E’ pressappoco in questi termini che argomentavano Togliatti e buona parte dei dirigenti comunisti occidentali i quali, peraltro, non erano poi così isolati nell’ambito dell’opinione pubblica internazionale. All’ONU, i rappresentanti dei paesi non allineati come India e Jugoslavia condannano Inghilterra e Francia per l’avventura di Suez ma si mostrano molto più cauti e riservati per quanto riguarda l’intervento sovietico in Ungheria. La ragione di questo diverso comportamento non è da ricercare nell’ingenuità o nella doppiezza. In realtà, i dirigenti dei paesi non allineati hanno ben chiaro il peso della questione nazionale anche in Europa orientale. Nel discorso pronunciato a Pola l’11 novembre 1956, Tito collega i fatti di Ungheria e Polonia al trattamento dall’URSS inflitto alla Jugoslavia nel 1948:
«Dobbiamo rifarci all’anno 1948 quando per la prima volta la Jugoslavia diede una ferma risposta a Stalin, dicendo che desiderava essere indipendente, e edificare la propria esistenza e che il socialismo nel nostro paese non permette a nessuno di interferire nei nostri affari interni [...] Abbiamo messo in guardia che le tendenze che in Jugoslavia avevano provocato una così possente resistenza esistevano in tutti i paesi e che un giorno avrebbero potuto trovare espressione anche in quei paesi (cioè del campo socialista, ndr.) e che, in conseguenza, la situazione sarebbe stata molto più difficile da fronteggiare!» (in Bass-Marbury, 1962, pp. 57-9).
^^^^^^^^^^^^^^^^
### Obiettivo 1
Ricopia i record partendo dal loro inizio e fermandoti dopo la riga che contiene "[164,118,217,156]", inclusa. Lascia fuori le immagini.
^^^^^^^^^^^^^^^^
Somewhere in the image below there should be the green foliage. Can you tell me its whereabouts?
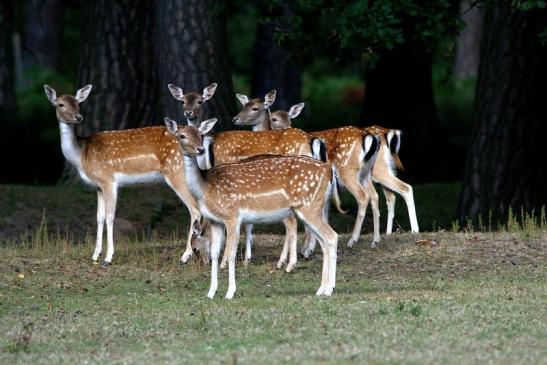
[278,0,463,65]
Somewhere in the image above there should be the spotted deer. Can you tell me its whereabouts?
[167,83,217,127]
[206,128,342,272]
[165,118,338,299]
[270,111,419,250]
[44,85,200,267]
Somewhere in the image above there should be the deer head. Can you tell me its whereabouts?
[270,103,306,130]
[232,90,276,126]
[44,85,92,124]
[167,83,217,128]
[164,118,217,156]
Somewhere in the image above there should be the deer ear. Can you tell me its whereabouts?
[264,90,276,108]
[44,84,57,105]
[236,94,249,106]
[192,219,202,237]
[198,118,217,135]
[163,117,179,134]
[201,82,217,100]
[167,84,184,100]
[76,85,93,103]
[289,103,306,119]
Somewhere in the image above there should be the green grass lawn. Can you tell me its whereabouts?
[0,186,547,364]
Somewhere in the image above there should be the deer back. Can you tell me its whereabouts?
[82,126,183,182]
[209,128,322,166]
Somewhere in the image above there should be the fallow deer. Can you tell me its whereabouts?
[167,83,217,127]
[270,111,419,257]
[44,85,200,267]
[239,99,380,253]
[165,118,338,299]
[206,128,336,272]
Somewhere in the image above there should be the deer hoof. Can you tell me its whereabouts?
[285,263,296,272]
[101,261,110,268]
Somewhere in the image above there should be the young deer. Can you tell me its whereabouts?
[167,83,217,127]
[206,128,336,272]
[228,90,320,266]
[270,111,419,243]
[44,85,200,267]
[165,118,338,299]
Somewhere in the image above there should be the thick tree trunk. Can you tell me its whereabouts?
[363,45,456,180]
[23,0,64,70]
[62,0,159,181]
[156,0,237,130]
[459,0,547,221]
[251,7,302,110]
[454,0,483,79]
[0,1,15,114]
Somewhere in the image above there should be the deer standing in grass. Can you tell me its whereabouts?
[240,95,380,253]
[165,118,338,299]
[167,83,217,128]
[44,85,214,267]
[270,106,419,257]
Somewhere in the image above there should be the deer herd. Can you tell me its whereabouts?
[44,84,419,299]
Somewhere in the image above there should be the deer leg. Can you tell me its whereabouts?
[363,174,380,248]
[101,184,118,267]
[382,186,397,235]
[93,189,106,262]
[339,172,374,247]
[374,173,420,233]
[277,216,298,272]
[164,173,201,264]
[243,224,253,266]
[224,222,240,299]
[296,208,338,296]
[207,223,224,299]
[301,227,317,259]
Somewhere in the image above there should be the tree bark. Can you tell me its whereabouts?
[74,0,161,135]
[23,0,64,70]
[454,0,483,79]
[459,0,547,221]
[251,6,302,111]
[156,0,237,130]
[0,1,15,114]
[61,0,158,182]
[362,45,456,180]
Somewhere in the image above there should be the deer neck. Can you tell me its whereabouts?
[253,110,271,132]
[59,121,82,170]
[186,114,203,128]
[182,154,207,202]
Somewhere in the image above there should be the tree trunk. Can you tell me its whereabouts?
[251,7,302,111]
[0,1,15,114]
[363,45,456,180]
[62,0,159,181]
[454,0,483,79]
[156,0,237,130]
[23,0,64,70]
[459,0,547,221]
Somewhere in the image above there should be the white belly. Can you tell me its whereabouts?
[114,171,164,186]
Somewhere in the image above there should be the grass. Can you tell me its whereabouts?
[0,186,547,364]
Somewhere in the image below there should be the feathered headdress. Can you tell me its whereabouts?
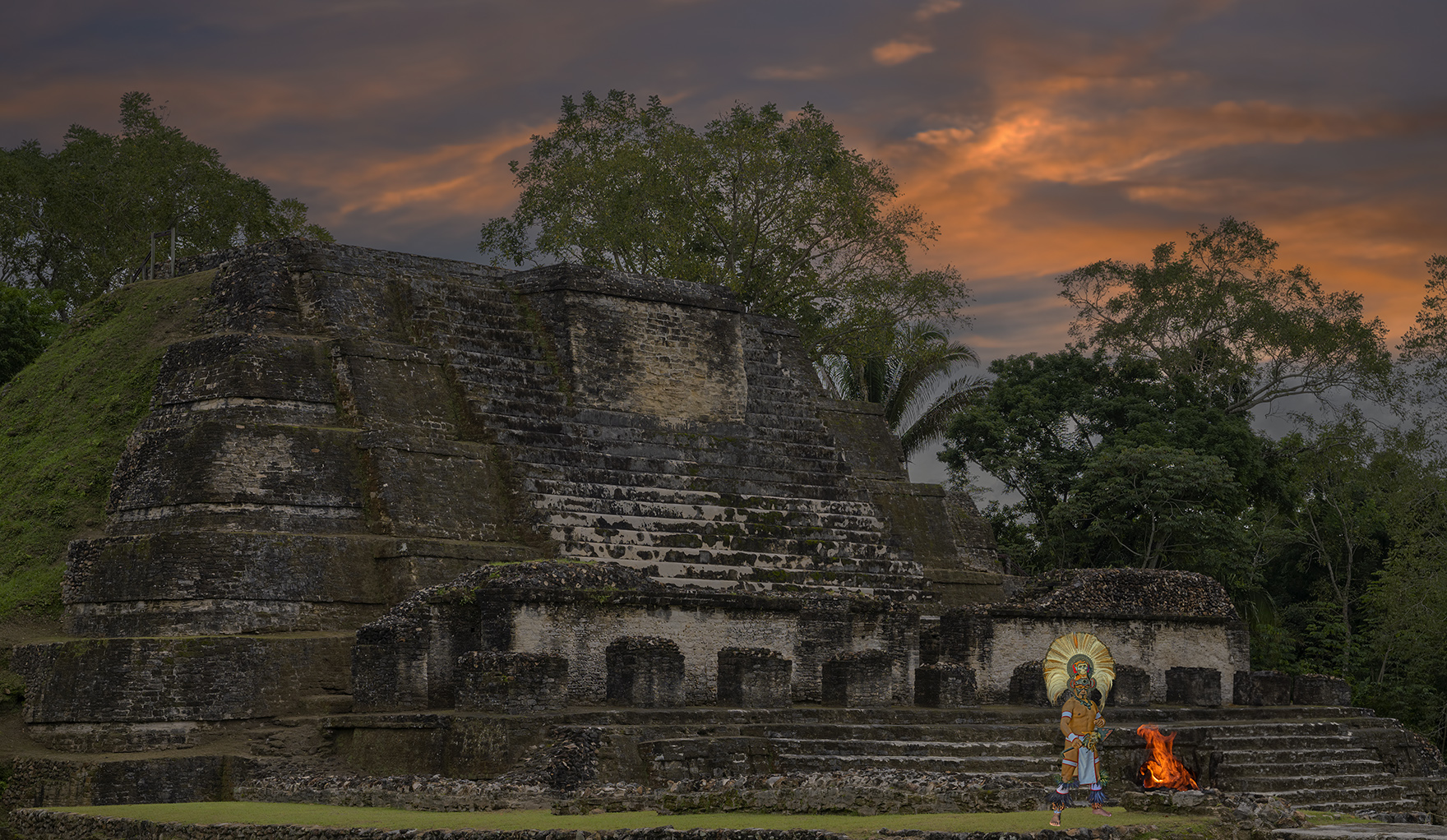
^^^^^^^^^^^^^^^^
### Obiettivo 2
Nel brano, in quale città Tito pronunciò il discorso dell'11 novembre 1956?

### Risultato 1
Somewhere in the image below there should be the green foliage. Can you tell me its whereabouts?
[278,0,463,65]
Somewhere in the image above there should be the spotted deer. Can you tell me its whereabouts?
[167,83,217,127]
[206,128,342,272]
[165,118,338,299]
[270,111,419,250]
[44,85,200,267]
Somewhere in the image above there should be the deer head. Can you tell me its whereabouts?
[270,103,306,130]
[232,90,276,126]
[44,85,92,124]
[167,83,217,128]
[164,118,217,156]

### Risultato 2
A Pola.